Do this: Copy every one of the following rows without any change.
* Start Task material *
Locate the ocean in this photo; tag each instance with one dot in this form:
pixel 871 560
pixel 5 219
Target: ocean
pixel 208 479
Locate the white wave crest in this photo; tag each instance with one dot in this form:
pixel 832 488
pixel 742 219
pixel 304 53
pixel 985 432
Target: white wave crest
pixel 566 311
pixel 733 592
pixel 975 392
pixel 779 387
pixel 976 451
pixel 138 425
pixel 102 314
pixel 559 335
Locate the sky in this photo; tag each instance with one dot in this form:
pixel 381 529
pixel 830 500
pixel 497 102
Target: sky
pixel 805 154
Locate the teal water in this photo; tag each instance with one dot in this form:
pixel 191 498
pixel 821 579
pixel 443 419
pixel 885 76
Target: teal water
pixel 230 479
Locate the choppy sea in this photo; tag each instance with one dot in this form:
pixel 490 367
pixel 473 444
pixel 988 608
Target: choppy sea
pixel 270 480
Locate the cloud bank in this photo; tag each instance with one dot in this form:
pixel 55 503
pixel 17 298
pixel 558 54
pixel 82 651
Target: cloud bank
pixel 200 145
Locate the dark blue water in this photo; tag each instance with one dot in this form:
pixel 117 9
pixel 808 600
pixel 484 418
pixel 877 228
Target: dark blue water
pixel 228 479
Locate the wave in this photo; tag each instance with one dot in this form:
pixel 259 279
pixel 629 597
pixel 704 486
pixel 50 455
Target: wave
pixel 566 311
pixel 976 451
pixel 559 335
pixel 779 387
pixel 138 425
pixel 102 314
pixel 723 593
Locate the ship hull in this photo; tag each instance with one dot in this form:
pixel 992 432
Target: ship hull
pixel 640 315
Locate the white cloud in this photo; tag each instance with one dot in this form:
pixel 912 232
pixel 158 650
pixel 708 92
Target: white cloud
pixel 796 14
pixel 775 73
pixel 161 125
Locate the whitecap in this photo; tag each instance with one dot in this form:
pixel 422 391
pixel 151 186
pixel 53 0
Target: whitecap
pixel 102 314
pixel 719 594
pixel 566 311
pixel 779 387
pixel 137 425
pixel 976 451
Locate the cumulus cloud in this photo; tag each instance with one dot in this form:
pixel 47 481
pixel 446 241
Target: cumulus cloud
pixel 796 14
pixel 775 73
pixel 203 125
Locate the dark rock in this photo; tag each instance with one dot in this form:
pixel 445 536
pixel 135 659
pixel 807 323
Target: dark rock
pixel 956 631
* End Task material *
Written response:
Locate the ocean in this photo; tag each instance with one dot in this form:
pixel 871 560
pixel 5 219
Target: ocean
pixel 208 479
Locate the white wave crest in this photo; tag each instance with one dot in this form:
pixel 832 488
pixel 742 219
pixel 304 53
pixel 985 432
Target: white wave crest
pixel 566 311
pixel 733 592
pixel 975 392
pixel 779 387
pixel 976 451
pixel 138 425
pixel 102 314
pixel 559 335
Locate the sky in this photo; tag each instance with one dot in this form:
pixel 381 529
pixel 830 500
pixel 497 102
Target: sky
pixel 805 154
Locate the teal water in this photo; tag each instance with one dot in this form:
pixel 191 498
pixel 821 579
pixel 443 419
pixel 885 76
Target: teal water
pixel 230 479
Locate the choppy sea in this photo; tag each instance with one dot in this form:
pixel 490 367
pixel 473 444
pixel 988 608
Target: choppy sea
pixel 270 480
Locate the cloud bank in this photo; tag each instance with one dot in this form:
pixel 55 503
pixel 17 298
pixel 558 54
pixel 82 651
Target: cloud bank
pixel 200 145
Locate the dark blue water in this photo; tag each instance with one dot in this form:
pixel 117 9
pixel 808 600
pixel 484 418
pixel 877 228
Target: dark blue water
pixel 228 479
Locate the wave in this photo; tag each instance with one dot in this form:
pixel 259 279
pixel 629 597
pixel 704 486
pixel 50 455
Target: wave
pixel 566 311
pixel 976 451
pixel 559 335
pixel 779 387
pixel 138 425
pixel 102 314
pixel 723 593
Locate the ship hull in this photo; tag each instance with one dot in this form:
pixel 992 432
Target: ship hull
pixel 640 315
Locate the white cloud in this photo; tag each instance with one dot in this form:
pixel 912 232
pixel 158 650
pixel 708 92
Target: white cloud
pixel 796 14
pixel 775 73
pixel 161 125
Locate the whitecap in this photo; tag each instance with one dot in this form:
pixel 422 391
pixel 151 186
pixel 53 0
Target: whitecap
pixel 102 314
pixel 719 594
pixel 566 311
pixel 779 387
pixel 137 425
pixel 976 451
Locate the cumulus cloud in this photo; tag each instance with one dot in this form:
pixel 47 481
pixel 446 241
Target: cumulus cloud
pixel 796 14
pixel 775 73
pixel 203 125
Locate the dark rock in this photo; tag each instance with one dot in this form:
pixel 445 536
pixel 135 659
pixel 807 323
Target: dark rock
pixel 956 631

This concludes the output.